• EXERCISE INSTRUCTIONS
Your answer must consist solely of the lines from the one containing "Where can the tall" through the last line of the records below, reproduced exactly, with all pictures omitted.

[Stored dataset items]

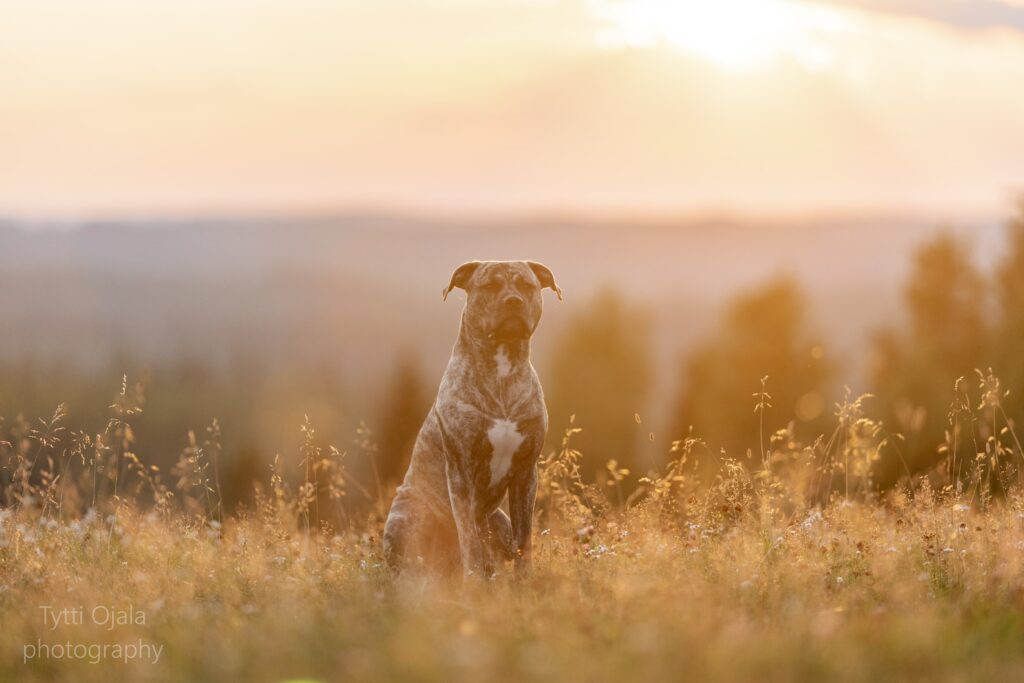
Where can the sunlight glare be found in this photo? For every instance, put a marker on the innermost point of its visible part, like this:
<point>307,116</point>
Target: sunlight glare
<point>729,33</point>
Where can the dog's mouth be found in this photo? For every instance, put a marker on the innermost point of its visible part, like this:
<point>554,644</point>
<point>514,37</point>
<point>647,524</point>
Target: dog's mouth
<point>511,328</point>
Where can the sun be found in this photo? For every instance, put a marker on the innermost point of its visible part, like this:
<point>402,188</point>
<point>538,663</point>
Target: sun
<point>729,33</point>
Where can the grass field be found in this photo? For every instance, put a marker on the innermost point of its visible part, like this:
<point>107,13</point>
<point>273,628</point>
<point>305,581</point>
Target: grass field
<point>787,566</point>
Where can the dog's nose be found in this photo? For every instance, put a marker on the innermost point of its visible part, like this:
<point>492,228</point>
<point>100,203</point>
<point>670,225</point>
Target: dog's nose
<point>513,301</point>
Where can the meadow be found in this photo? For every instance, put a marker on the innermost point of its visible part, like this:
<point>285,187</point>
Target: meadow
<point>786,563</point>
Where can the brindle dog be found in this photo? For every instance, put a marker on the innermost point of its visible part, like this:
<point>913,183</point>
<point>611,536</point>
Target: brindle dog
<point>482,436</point>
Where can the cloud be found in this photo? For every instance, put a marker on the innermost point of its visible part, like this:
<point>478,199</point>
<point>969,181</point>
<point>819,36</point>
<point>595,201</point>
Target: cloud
<point>968,14</point>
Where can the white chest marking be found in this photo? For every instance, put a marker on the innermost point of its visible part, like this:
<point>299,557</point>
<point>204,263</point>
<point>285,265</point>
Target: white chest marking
<point>505,440</point>
<point>503,361</point>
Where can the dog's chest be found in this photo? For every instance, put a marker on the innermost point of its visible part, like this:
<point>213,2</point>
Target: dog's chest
<point>505,439</point>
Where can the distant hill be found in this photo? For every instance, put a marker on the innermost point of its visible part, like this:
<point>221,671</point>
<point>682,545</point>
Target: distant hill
<point>350,292</point>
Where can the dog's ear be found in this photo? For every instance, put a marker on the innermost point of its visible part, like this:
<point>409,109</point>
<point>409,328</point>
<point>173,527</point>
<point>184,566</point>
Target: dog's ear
<point>461,278</point>
<point>543,273</point>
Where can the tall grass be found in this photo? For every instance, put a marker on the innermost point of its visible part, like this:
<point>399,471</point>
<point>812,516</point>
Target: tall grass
<point>792,566</point>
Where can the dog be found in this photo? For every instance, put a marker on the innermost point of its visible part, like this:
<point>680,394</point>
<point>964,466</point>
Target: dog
<point>482,436</point>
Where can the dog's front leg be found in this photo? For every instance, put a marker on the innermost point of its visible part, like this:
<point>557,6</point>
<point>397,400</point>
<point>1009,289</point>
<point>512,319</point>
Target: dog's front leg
<point>470,543</point>
<point>522,494</point>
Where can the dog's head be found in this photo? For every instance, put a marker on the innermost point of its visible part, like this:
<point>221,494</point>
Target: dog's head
<point>504,300</point>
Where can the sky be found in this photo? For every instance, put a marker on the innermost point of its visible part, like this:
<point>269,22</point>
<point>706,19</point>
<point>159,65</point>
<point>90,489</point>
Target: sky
<point>151,108</point>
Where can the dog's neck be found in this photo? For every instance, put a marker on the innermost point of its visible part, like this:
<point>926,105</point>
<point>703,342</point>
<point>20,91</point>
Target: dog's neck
<point>501,357</point>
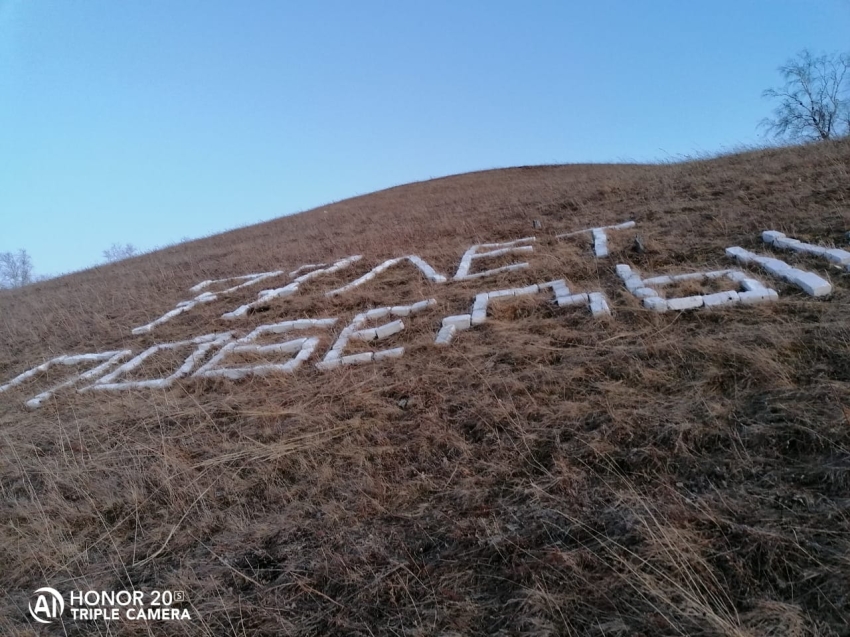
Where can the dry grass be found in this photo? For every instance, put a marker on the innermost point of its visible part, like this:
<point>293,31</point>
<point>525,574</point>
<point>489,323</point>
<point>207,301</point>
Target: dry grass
<point>547,474</point>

• FINISHED TASK
Where can the tall grass be found in this photo? For every instance, put a marker on the innermost point of its visible part, like this:
<point>399,471</point>
<point>812,516</point>
Target: tall grass
<point>792,566</point>
Where can the dog be found in this photo? For every instance, put a marker on the innermost point of its visible part, like this:
<point>680,394</point>
<point>964,466</point>
Target: dog
<point>482,436</point>
Where can the dog's front leg be found in this photo? For every instance, put a marker on the innermost point of its visible part, like this:
<point>557,6</point>
<point>397,400</point>
<point>1009,289</point>
<point>512,319</point>
Target: dog's front leg
<point>470,543</point>
<point>522,494</point>
Where can the dog's head be found in this photo? For every instance, put a marker on the innermost point of its visible part, like this:
<point>221,494</point>
Target: dog's head
<point>504,300</point>
Where can the sky be found in this photo? For every instance, put a marker on the innermost point of its visible part, like this:
<point>269,22</point>
<point>706,19</point>
<point>159,65</point>
<point>90,489</point>
Target: sky
<point>151,108</point>
Where can the dog's neck be found in this photo? For every instance, put a marker on the innermost point of its visible part, like this:
<point>926,105</point>
<point>703,342</point>
<point>20,91</point>
Target: dog's neck
<point>501,357</point>
Where can the dry grass be found in this photo? For every instance, put a marker on the innermost point of its visible part, like this:
<point>293,31</point>
<point>525,574</point>
<point>489,323</point>
<point>207,301</point>
Target: dry grass
<point>547,474</point>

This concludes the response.